> _Exercise_: Reproduce the following records exactly from the line containing "The component shall mark a point on the drawer" onward, ending with the last line and including it.

> _Exercise data_:
============================================================

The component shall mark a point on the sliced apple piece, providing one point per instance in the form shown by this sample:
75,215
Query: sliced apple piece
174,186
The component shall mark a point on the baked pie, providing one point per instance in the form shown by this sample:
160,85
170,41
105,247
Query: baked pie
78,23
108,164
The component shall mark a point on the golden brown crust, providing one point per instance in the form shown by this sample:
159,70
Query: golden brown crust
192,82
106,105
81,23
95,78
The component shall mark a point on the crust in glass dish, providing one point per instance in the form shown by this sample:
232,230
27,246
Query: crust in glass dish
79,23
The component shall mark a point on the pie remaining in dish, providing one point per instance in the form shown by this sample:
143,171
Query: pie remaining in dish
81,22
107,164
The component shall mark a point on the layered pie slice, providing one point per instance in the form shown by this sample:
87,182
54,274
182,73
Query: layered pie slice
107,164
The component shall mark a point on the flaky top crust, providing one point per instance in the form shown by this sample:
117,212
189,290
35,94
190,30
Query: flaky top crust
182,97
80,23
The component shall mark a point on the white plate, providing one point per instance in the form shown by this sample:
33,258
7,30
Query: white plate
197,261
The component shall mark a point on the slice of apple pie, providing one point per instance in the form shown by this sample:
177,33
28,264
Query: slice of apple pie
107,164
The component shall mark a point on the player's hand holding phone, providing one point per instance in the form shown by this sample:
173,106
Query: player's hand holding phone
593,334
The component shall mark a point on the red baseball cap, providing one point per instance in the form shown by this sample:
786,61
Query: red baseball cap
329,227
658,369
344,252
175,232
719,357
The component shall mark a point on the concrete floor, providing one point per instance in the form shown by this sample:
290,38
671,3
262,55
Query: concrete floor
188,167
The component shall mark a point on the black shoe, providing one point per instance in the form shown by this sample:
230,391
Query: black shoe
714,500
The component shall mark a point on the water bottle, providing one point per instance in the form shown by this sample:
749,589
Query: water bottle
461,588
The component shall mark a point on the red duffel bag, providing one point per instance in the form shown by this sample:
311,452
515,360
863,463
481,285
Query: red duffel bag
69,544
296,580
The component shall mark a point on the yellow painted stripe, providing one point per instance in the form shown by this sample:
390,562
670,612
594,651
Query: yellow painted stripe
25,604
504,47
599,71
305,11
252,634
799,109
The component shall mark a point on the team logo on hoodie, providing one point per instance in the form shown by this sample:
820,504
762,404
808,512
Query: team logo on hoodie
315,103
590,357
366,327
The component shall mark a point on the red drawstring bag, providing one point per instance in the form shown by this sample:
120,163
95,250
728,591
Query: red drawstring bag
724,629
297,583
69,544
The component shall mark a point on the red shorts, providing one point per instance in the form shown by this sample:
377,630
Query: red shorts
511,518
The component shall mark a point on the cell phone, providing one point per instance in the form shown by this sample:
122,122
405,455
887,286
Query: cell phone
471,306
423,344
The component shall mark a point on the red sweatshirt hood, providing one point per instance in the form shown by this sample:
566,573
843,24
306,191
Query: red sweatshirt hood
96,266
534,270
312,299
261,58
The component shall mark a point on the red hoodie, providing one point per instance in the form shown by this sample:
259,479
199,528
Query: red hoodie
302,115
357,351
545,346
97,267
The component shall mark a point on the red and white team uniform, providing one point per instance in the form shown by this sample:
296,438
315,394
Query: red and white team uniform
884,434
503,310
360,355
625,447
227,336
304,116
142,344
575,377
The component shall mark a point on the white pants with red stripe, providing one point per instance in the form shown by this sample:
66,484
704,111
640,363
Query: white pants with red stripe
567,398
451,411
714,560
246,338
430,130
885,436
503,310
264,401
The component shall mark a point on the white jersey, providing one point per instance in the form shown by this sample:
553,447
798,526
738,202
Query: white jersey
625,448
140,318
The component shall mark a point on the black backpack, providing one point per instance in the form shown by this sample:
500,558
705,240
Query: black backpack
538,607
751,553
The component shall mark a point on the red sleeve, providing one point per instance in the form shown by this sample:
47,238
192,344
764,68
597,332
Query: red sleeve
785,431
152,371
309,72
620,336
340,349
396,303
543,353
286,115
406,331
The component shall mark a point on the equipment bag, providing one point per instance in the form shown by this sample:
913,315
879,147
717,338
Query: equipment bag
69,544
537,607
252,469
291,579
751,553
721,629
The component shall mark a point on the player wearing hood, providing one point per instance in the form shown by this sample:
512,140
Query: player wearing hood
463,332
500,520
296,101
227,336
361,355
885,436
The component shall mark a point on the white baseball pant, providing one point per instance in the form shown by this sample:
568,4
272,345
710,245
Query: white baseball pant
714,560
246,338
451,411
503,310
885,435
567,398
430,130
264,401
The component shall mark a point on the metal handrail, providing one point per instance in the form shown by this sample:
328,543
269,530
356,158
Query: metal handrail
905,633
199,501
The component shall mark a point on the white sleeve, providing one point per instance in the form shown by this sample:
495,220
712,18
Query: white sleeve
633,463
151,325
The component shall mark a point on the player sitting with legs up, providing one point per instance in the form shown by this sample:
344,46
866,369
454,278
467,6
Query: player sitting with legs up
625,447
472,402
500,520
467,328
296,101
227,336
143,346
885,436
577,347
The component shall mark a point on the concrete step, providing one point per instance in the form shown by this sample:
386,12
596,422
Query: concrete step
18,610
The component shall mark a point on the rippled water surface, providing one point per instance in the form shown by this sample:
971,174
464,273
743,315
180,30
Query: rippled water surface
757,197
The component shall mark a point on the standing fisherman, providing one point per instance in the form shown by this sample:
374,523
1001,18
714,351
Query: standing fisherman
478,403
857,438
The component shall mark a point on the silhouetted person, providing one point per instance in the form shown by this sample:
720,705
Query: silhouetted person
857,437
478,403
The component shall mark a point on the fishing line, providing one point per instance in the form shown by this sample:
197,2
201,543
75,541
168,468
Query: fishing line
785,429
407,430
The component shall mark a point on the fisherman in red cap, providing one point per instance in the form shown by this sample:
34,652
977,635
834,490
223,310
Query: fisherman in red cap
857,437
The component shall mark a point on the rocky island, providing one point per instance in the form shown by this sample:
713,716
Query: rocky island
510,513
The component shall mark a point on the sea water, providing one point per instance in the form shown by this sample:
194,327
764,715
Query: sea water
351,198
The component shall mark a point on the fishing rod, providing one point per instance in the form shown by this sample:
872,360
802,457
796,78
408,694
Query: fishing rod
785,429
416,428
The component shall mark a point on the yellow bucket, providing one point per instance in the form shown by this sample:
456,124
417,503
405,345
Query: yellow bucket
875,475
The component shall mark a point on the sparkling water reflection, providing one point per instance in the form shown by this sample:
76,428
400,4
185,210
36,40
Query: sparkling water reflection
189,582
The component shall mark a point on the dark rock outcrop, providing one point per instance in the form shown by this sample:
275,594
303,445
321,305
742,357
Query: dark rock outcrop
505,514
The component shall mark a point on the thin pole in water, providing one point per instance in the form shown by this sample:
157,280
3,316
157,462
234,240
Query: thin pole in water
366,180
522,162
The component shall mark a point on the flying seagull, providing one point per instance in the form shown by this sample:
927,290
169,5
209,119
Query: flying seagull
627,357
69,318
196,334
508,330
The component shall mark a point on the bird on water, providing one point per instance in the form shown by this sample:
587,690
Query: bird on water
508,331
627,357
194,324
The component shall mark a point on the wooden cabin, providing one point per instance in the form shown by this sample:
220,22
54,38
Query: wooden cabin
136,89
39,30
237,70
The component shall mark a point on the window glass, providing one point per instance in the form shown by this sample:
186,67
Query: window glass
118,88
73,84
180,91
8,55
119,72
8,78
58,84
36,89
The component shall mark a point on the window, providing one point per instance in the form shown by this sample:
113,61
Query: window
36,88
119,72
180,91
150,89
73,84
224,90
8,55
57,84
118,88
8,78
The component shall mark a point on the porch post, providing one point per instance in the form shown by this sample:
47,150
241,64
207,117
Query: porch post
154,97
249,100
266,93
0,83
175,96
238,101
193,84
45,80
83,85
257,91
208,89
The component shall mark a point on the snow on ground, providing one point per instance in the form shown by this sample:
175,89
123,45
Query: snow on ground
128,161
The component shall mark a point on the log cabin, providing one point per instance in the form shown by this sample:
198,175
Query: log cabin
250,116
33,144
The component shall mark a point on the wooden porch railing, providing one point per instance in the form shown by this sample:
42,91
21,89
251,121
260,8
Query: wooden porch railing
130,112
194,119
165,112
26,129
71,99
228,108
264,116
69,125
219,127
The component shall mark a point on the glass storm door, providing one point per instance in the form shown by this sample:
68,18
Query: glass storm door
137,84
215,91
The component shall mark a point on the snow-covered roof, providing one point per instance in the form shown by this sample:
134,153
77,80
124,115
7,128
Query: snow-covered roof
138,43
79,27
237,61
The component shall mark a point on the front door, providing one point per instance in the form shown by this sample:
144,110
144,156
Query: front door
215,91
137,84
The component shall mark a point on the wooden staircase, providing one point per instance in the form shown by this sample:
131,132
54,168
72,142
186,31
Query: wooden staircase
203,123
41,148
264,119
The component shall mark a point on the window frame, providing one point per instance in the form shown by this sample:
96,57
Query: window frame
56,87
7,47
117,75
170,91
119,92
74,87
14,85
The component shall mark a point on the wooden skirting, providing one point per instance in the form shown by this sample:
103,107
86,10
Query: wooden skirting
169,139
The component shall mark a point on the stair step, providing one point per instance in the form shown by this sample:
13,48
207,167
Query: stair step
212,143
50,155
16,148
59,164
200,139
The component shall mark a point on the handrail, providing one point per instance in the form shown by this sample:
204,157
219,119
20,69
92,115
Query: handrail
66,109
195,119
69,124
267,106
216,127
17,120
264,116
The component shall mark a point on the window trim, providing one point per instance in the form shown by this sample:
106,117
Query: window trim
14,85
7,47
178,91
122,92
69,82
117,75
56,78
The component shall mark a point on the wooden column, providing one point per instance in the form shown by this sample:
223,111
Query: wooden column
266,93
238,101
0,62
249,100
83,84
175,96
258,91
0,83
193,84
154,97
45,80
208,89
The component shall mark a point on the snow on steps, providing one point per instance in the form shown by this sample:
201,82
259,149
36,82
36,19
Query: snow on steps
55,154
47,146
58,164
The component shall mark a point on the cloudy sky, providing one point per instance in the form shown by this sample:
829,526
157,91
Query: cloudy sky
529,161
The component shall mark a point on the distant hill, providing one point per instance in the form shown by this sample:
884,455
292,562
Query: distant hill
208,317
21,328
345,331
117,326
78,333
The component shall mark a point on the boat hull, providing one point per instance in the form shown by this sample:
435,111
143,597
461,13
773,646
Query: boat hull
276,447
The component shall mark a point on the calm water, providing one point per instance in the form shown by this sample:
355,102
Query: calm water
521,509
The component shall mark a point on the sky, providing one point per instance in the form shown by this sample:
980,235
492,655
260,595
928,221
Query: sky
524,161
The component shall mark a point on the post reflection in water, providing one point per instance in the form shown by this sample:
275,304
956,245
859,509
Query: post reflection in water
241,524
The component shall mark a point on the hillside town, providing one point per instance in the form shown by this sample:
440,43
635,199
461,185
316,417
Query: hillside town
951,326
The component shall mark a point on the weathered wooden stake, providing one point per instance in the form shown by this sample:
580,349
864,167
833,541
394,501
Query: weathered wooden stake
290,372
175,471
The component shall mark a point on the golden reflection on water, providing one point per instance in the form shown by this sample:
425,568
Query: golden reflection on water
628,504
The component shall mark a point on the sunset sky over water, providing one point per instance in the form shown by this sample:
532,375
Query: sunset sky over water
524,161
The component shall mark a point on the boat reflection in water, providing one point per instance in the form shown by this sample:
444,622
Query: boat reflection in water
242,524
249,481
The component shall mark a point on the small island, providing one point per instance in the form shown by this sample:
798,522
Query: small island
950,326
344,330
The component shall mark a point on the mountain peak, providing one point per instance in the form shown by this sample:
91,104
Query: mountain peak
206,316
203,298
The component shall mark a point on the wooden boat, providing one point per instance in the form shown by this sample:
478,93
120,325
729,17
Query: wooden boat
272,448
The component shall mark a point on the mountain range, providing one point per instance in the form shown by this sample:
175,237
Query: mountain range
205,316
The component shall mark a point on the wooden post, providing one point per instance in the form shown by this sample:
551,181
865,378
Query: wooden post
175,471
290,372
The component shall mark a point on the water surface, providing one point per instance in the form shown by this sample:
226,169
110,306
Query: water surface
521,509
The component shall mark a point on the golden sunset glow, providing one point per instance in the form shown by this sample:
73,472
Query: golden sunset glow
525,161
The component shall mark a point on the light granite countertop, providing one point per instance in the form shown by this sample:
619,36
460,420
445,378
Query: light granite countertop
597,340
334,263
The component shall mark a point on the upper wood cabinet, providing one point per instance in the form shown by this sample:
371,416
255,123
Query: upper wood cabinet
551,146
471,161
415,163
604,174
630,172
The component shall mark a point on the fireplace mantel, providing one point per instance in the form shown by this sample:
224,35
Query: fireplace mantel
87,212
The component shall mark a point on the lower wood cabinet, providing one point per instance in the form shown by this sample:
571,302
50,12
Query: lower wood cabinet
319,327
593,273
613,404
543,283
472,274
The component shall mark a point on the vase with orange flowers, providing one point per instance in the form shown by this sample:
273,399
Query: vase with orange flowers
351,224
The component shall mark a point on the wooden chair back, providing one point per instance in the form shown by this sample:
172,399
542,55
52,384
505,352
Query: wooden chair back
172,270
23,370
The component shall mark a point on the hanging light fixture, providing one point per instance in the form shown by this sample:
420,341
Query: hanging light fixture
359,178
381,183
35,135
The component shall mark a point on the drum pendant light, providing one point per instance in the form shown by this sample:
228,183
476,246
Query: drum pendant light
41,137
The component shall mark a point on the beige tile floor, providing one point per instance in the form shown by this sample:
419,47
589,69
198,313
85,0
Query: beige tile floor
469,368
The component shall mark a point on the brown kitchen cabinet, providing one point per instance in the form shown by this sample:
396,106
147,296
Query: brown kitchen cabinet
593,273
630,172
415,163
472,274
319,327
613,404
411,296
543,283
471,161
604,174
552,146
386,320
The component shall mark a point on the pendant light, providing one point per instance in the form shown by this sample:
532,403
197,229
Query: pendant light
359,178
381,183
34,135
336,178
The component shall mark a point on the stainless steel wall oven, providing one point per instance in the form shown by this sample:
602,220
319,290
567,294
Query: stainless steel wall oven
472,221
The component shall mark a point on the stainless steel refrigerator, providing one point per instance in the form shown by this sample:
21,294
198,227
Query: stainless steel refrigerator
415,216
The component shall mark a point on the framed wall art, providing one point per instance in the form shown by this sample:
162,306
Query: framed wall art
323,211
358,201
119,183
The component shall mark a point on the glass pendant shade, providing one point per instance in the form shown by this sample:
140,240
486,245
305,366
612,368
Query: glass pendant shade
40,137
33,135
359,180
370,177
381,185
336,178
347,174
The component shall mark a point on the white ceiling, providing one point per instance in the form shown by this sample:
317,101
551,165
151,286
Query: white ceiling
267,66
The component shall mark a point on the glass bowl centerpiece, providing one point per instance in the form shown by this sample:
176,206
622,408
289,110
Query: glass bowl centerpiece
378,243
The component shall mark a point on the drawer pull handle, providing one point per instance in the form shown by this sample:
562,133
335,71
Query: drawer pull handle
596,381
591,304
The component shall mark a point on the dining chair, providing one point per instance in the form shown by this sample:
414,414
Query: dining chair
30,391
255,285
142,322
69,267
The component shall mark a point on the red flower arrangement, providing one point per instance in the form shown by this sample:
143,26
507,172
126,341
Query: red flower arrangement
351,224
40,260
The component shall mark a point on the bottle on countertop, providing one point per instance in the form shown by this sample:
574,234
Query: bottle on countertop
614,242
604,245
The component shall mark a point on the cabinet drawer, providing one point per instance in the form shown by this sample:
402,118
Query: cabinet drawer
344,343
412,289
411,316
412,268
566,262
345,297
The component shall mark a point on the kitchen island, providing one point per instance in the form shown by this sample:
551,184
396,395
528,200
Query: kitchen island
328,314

============================================================

> _Solution_:
The component shall mark a point on the drawer pull handle, providing one point per instance in the form shown by this sample:
562,133
335,71
Query: drawer pull handle
596,381
591,304
The component shall mark a point on the dining chair, providing one point per instance in the form shown by this sample:
414,414
Query: dining chair
30,391
255,285
142,322
69,267
The component shall mark a point on the red flower arrangement, providing one point per instance in the form shown by this sample:
143,26
507,172
126,341
Query: red flower arrangement
351,224
40,260
The component shall mark a point on the bottle on countertop, providing one point per instance in the form shown by this sample:
574,234
Query: bottle on countertop
614,242
604,245
The component shall mark a point on the cabinet drawer, providing one point per instance in the form shown by this sample:
402,118
Query: cabinet drawer
344,343
412,289
411,316
412,268
566,262
345,297
The component shall mark a point on the kitchen island, providing one point per instance in the form shown by this sample:
551,184
396,395
528,200
Query: kitchen island
328,314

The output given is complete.